> _Instruction_
Copy the rows word for word, starting at the line that contains "Draw the outline of every instance of the firefighter's helmet." and ending at the line that contains "M53 46L55 46L55".

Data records
# # # # #

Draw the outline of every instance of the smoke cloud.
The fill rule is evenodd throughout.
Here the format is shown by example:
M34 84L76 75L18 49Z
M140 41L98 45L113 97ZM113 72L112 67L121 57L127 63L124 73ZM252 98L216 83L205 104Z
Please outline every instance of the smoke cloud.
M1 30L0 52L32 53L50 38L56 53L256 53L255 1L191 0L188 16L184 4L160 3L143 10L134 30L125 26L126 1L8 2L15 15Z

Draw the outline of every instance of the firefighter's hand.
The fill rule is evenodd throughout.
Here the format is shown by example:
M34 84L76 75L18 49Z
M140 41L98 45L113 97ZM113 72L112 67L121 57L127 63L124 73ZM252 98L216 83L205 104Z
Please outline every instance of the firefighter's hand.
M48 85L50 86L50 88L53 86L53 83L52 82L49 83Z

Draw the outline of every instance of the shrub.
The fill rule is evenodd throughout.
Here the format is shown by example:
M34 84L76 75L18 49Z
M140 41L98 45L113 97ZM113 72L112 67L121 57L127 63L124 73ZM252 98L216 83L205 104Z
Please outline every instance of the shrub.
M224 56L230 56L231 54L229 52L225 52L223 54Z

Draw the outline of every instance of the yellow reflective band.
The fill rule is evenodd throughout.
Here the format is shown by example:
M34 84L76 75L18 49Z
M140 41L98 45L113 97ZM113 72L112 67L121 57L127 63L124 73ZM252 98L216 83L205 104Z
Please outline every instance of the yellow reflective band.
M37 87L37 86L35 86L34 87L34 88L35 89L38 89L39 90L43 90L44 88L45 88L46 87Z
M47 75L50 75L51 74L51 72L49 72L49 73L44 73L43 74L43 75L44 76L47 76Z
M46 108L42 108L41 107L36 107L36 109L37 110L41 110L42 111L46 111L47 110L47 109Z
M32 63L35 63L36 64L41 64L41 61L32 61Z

# # # # #

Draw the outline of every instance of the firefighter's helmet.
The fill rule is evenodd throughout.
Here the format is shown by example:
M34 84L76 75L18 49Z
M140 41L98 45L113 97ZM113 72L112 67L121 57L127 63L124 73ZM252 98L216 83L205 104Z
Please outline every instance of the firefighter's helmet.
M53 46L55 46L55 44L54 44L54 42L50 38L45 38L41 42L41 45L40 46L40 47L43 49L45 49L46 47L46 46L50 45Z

# # # # #

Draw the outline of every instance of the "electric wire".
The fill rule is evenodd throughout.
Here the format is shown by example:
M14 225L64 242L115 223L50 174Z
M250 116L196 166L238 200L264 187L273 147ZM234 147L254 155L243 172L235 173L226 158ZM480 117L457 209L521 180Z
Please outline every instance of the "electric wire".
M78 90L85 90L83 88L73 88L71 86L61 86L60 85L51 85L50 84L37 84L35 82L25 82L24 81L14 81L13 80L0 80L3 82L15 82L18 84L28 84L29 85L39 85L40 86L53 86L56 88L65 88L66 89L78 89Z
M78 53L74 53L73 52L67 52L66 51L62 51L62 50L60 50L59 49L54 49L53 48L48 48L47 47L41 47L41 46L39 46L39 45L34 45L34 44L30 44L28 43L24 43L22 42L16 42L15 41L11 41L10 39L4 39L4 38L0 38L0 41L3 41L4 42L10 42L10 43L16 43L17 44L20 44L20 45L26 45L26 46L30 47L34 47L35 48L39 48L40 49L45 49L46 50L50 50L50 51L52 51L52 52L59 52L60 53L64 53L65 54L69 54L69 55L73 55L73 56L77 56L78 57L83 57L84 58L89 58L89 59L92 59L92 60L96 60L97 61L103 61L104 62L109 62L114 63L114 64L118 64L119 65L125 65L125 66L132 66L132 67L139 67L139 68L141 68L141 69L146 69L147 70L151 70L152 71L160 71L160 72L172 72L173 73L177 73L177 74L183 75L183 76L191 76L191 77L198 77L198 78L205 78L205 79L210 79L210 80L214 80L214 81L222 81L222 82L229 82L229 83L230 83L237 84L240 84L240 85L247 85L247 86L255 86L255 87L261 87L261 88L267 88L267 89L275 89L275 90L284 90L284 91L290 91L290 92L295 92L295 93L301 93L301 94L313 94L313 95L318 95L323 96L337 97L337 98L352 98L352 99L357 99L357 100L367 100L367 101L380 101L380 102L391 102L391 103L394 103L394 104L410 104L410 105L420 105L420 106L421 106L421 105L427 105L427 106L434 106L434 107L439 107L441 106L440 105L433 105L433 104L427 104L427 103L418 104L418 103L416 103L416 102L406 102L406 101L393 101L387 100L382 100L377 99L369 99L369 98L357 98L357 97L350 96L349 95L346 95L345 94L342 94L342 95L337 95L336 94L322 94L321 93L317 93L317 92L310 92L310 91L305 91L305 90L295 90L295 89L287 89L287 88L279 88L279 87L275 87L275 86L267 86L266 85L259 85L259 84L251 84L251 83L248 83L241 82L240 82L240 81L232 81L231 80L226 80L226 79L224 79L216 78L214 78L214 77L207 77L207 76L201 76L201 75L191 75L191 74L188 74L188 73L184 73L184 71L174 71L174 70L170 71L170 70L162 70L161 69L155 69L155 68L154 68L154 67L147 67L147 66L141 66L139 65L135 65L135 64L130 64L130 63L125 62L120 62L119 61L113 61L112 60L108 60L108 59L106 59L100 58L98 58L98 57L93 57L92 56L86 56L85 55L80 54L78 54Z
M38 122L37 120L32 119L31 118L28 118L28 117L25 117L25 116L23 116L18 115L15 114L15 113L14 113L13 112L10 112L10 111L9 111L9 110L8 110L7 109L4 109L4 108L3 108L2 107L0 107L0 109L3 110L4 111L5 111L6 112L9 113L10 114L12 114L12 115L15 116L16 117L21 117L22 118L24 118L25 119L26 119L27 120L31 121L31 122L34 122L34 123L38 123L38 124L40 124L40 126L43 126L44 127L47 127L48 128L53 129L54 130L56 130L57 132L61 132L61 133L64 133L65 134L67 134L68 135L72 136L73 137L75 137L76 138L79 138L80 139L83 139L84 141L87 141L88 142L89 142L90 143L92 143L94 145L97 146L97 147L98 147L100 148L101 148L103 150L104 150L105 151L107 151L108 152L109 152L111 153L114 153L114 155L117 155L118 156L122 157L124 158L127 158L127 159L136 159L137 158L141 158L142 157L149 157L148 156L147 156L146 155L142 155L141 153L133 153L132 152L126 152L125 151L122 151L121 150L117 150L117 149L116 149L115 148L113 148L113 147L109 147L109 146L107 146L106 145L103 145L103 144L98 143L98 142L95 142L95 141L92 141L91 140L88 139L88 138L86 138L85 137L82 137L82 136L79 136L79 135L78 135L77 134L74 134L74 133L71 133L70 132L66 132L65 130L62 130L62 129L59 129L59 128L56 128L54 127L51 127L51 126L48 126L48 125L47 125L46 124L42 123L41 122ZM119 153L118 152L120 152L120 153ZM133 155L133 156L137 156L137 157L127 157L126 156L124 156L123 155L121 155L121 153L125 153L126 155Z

# # # # #

> _The response_
Draw the outline of every instance of the firefighter's helmet.
The fill rule is evenodd throughout.
Here the format is shown by example:
M34 84L76 75L18 49Z
M140 41L98 45L113 97ZM113 72L112 67L121 57L127 63L124 73ZM252 98L216 83L205 104Z
Please outline every instance of the firefighter's helmet.
M53 46L55 46L55 44L54 44L54 42L50 38L45 38L41 42L41 45L40 46L40 47L43 49L45 49L46 47L46 46L50 45Z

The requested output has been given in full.